● Page text:

So this solves the first question.

But, how can I retrieve only those img tag containing the 'edit' string?
I know this is more a matter of reg_exp, but hope someone can help :)

Thanks
Author
14 Jan 2006 7:25 PM
Homer J Simpson
"Movie Maniac®"
<isotopiPUSSAVIABRUTTOSPI***@PUSSAVIABRUTTOSPIDERhotmail.com> wrote in
message news:43c8f248$0$1085$4fafbaef@reader1.news.tin.it...

> But, how can I retrieve only those img tag containing the 'edit' string?
> I know this is more a matter of reg_exp, but hope someone can help :)

Can you post a couple of lines?
Author
15 Jan 2006 12:01 AM
Movie_Maniac®
Homer J Simpson ha scritto:
> "Movie Maniac®"

● Collected material:

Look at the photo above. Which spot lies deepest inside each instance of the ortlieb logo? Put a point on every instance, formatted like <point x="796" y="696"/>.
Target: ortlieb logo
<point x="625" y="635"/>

● Tasks to complete:
• a. Can you extract, word for word, the part of the img tag thread that opens with the words containing "So this solves" and closes with "message news:43c8f248$0$1085$4fafbaef@reader1.news.tin.it..."?
• b. Could you continue the forum thread about retrieving img tags from the point where it stops?
The data above is separate material from the img tag thread.

● Results by task:
• a.
So this solves the first question.

But, how can I retrieve only those img tag containing the 'edit' string?
I know this is more a matter of reg_exp, but hope someone can help :)

Thanks
Author
14 Jan 2006 7:25 PM
Homer J Simpson
"Movie Maniac®"
<isotopiPUSSAVIABRUTTOSPI***@PUSSAVIABRUTTOSPIDERhotmail.com> wrote in
message news:43c8f248$0$1085$4fafbaef@reader1.news.tin.it...

• b.
> <isotopiPUSSAVIABRUTTOSPI***@PUSSAVIABRUTTOSPIDERhotmail.com> wrote in
> message news:43c8f248$0$1085$4fafbaef@reader1.news.tin.it...
>
>
>>But, how can I retrieve only those img tag containing the 'edit' string?
>>I know this is more a matter of reg_exp, but hope someone can help :)
>
>
> Can you post a couple of lines?


a couple of lines of what? Of VB code? of html code?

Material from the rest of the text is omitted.